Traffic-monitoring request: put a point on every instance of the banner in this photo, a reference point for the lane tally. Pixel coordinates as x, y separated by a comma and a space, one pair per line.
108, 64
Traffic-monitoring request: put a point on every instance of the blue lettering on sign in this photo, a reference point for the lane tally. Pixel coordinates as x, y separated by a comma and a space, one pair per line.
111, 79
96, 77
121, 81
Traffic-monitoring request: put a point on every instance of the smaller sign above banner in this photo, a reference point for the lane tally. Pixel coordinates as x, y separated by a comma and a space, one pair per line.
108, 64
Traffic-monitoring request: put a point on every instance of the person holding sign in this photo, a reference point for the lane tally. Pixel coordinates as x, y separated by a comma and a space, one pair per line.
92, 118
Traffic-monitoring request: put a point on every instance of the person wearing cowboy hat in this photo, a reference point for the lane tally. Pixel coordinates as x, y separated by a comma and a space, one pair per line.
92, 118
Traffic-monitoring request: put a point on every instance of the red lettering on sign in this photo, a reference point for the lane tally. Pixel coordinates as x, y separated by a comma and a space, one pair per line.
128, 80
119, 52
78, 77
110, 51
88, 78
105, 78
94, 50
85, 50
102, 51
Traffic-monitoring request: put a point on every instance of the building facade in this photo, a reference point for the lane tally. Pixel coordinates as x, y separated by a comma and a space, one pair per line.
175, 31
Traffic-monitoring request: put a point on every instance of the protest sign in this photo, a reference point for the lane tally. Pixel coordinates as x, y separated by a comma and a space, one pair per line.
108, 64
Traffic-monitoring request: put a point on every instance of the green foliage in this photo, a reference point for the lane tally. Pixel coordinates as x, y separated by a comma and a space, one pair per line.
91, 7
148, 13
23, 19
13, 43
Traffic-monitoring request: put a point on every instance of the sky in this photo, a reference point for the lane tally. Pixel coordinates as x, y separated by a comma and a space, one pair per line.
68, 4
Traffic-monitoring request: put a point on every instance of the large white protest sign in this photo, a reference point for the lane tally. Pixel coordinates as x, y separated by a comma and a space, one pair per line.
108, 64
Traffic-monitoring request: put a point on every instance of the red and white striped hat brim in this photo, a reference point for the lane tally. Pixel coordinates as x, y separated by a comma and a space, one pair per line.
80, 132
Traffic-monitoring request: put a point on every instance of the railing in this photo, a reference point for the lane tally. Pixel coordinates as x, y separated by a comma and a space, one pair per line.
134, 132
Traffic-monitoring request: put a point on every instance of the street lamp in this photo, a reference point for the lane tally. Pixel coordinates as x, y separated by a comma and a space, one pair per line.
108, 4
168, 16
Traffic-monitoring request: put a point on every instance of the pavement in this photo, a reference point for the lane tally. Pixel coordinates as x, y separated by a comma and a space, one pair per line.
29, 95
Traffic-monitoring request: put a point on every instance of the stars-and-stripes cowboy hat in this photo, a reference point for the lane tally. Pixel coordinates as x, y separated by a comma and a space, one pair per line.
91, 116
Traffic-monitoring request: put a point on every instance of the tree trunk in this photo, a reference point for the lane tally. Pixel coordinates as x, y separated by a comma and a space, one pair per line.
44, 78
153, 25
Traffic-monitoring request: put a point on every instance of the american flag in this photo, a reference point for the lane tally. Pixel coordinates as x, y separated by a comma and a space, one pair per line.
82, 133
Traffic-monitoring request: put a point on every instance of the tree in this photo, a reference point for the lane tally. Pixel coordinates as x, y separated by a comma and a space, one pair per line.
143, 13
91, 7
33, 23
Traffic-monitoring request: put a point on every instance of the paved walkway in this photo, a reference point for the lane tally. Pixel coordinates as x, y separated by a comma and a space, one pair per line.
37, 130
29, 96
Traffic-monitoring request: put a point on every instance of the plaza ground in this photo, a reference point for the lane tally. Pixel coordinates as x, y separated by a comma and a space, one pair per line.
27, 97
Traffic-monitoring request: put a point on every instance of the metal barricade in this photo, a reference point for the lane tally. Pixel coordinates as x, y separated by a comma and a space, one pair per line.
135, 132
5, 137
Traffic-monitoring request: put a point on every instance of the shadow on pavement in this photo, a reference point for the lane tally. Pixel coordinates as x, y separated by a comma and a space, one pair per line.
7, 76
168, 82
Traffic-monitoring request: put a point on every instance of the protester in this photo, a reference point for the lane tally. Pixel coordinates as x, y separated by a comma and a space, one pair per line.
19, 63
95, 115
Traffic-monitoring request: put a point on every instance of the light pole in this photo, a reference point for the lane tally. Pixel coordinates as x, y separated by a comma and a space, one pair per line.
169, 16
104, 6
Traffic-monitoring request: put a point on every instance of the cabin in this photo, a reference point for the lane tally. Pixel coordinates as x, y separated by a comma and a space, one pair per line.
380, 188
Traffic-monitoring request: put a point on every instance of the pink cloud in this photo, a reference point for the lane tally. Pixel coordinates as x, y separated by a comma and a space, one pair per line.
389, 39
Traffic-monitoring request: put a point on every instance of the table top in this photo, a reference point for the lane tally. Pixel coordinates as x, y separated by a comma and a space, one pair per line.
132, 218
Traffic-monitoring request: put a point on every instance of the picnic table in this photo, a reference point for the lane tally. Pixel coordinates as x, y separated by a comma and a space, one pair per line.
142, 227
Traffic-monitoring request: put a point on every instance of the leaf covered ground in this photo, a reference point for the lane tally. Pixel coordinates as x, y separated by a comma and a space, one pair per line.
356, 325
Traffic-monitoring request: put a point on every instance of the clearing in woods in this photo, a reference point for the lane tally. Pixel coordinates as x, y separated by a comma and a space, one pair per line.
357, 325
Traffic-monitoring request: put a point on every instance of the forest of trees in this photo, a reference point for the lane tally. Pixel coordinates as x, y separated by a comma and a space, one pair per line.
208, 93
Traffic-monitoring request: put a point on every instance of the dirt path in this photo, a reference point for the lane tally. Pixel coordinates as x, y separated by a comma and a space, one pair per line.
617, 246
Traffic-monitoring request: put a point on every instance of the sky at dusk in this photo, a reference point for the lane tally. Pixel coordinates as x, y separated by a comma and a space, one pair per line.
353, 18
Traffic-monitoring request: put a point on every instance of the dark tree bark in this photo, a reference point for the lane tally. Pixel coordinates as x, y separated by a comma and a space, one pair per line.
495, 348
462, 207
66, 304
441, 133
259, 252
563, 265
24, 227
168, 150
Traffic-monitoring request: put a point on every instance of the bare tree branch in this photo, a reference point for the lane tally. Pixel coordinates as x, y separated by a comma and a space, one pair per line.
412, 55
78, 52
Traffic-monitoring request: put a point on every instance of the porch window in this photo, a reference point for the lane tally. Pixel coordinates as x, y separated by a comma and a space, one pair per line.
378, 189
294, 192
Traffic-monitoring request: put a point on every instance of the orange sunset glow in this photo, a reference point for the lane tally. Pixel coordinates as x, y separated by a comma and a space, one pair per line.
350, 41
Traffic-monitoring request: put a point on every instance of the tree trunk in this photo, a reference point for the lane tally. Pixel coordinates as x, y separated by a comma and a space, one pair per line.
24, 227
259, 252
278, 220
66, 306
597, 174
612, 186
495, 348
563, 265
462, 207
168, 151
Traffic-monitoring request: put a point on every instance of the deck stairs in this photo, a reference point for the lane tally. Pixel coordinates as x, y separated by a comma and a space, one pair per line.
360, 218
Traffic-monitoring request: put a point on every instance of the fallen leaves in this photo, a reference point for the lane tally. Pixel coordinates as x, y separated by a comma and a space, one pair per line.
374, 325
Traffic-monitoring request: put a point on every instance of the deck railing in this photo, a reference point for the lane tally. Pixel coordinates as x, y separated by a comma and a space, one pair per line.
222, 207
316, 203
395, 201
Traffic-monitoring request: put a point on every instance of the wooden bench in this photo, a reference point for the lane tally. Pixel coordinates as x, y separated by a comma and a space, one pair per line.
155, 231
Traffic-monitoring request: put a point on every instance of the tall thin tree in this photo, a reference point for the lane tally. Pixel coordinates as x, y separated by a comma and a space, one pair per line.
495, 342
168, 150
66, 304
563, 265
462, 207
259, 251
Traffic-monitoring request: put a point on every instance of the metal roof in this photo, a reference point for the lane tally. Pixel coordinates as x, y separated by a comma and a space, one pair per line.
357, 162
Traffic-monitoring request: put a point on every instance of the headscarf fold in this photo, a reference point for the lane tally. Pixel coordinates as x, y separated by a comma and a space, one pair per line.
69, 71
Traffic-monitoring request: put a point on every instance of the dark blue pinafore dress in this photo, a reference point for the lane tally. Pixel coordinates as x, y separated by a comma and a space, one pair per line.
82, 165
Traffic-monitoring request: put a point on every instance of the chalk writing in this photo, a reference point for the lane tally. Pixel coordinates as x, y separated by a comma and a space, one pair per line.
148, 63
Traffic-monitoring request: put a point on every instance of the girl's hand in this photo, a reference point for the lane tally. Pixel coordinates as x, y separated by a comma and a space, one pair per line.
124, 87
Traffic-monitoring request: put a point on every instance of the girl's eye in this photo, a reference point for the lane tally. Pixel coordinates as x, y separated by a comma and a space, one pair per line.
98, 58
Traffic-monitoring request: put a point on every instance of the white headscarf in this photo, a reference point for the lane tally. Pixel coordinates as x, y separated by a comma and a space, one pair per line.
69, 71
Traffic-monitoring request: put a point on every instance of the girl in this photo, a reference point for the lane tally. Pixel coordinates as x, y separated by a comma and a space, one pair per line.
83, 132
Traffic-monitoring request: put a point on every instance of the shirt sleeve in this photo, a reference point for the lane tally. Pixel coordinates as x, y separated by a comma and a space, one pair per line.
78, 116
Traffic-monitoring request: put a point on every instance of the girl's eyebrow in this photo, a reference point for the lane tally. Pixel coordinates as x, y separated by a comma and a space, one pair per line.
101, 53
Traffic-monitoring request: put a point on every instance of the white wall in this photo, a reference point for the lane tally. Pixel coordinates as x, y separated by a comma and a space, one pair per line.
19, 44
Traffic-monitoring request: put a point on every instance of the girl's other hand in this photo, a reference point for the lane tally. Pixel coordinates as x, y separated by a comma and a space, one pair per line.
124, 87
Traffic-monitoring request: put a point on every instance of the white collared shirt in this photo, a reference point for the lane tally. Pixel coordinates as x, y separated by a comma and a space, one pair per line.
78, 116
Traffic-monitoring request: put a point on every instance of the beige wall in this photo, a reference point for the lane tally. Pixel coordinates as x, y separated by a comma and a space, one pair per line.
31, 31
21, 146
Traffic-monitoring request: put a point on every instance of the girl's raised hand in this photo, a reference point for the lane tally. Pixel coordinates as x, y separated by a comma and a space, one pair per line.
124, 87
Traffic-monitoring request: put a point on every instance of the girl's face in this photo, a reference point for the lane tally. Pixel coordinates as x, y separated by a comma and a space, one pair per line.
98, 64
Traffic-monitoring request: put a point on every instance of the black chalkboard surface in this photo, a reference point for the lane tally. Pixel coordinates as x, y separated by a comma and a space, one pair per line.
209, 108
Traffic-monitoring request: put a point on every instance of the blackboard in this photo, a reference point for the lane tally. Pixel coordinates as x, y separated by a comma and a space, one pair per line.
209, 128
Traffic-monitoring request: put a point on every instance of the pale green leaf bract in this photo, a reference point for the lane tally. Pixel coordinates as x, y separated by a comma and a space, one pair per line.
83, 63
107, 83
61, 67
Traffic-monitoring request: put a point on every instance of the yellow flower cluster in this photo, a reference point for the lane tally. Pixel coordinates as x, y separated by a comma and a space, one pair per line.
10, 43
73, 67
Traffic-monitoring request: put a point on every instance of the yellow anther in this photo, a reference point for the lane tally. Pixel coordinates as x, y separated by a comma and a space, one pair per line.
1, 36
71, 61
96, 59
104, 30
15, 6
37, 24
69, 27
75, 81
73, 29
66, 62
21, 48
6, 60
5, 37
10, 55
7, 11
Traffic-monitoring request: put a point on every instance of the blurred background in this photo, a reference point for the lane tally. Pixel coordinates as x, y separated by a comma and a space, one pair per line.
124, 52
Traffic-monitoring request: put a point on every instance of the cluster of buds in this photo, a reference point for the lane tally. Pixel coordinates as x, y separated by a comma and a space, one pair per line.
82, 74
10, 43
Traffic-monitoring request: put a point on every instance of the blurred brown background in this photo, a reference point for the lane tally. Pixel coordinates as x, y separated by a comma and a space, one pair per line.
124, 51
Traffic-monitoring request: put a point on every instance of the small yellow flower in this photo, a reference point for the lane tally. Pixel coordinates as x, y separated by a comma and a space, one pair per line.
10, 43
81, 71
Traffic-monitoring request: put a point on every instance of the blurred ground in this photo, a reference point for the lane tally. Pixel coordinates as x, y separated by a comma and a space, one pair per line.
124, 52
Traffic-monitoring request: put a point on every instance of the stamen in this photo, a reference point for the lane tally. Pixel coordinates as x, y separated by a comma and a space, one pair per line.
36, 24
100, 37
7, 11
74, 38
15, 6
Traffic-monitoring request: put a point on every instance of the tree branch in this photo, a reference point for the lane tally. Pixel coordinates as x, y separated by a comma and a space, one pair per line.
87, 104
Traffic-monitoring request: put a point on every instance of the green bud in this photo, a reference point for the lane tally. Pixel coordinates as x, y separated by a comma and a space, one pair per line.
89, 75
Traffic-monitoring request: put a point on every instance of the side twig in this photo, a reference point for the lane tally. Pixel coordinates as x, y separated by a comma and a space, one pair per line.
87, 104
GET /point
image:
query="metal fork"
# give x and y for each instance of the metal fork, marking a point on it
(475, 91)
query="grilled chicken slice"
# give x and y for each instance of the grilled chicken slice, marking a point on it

========================================================================

**The exercise:**
Everything from the line with "the green bud" through the last line of the material above should be echoed exactly, and nothing else.

**Task output:**
Traffic-monitoring request: put a point on every instance of the green bud in this photo, a reference point for the lane tally. Pixel coordinates as x, y separated by a comma and a space, one pair per line.
89, 75
Traffic-monitoring request: put a point on every instance of the side twig in this photo, a reference point for the lane tally. Pixel coordinates as x, y separated by a comma and a space, one pair per line.
87, 104
GET /point
image:
query="metal fork"
# give x and y for each instance of the metal fork, marking a point on it
(475, 91)
query="grilled chicken slice"
# give x and y for each instance of the grilled chicken slice, marking a point on it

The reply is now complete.